→ YOUR TASK
Count the lines in the records below that contain the word "background". Reply with the number alone.

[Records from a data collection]

....................

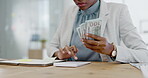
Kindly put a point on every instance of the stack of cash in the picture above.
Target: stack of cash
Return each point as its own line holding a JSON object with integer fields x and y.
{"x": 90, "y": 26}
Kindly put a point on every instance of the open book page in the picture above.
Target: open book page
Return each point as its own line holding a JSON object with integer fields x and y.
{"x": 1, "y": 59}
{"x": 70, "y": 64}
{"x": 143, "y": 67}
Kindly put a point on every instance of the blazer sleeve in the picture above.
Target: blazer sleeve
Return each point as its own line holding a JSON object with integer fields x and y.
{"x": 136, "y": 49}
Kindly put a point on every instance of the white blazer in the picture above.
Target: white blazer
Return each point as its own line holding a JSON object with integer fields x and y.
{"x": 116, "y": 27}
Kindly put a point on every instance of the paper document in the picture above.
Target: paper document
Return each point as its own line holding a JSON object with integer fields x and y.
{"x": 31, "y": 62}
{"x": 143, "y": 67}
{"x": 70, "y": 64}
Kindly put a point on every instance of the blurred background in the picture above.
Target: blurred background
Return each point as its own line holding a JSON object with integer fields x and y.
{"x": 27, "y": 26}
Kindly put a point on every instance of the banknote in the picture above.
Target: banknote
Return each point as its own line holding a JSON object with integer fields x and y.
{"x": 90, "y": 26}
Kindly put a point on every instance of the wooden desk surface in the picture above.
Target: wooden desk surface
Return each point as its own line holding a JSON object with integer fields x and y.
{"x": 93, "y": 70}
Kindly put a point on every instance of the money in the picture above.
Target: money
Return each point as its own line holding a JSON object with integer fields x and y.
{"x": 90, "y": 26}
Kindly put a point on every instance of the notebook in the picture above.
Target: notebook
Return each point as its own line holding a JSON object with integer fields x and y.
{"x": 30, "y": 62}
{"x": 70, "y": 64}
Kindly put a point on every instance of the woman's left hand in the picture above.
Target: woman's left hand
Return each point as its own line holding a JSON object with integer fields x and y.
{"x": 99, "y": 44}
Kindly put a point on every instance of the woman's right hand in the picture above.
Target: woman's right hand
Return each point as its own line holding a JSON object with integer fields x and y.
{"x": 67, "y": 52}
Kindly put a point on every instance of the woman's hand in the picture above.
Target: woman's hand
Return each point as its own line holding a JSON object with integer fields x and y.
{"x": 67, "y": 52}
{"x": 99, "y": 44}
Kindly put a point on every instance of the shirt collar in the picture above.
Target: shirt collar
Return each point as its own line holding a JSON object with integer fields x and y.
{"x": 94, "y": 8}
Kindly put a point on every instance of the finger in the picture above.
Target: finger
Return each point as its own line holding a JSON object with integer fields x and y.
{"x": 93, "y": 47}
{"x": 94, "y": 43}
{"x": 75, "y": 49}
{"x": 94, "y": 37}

....................

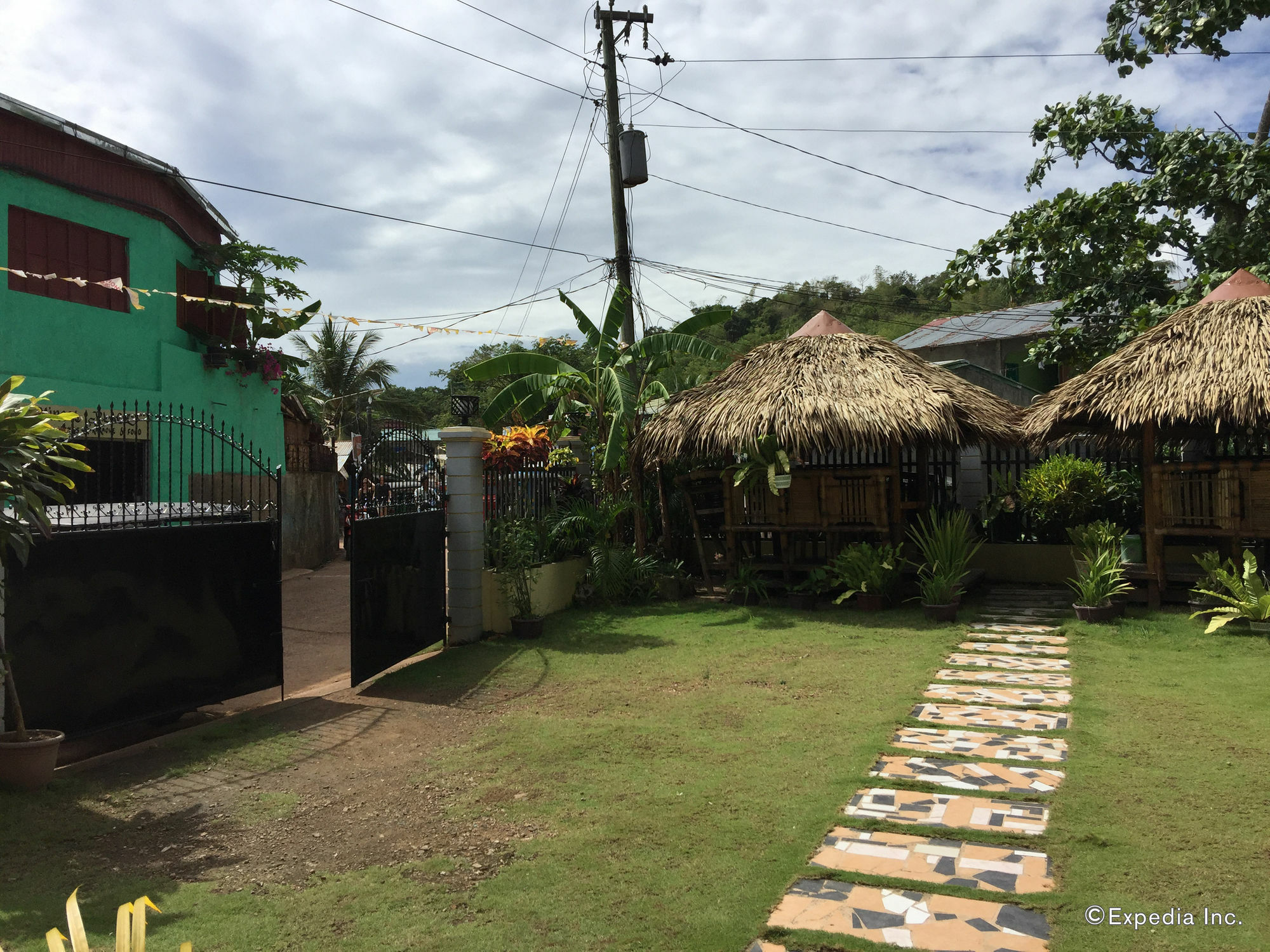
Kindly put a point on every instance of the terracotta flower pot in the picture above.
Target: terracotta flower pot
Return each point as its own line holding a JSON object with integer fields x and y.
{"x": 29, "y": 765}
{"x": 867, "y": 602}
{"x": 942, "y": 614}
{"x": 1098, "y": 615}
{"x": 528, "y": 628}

....................

→ ANSWER FOR THE TASK
2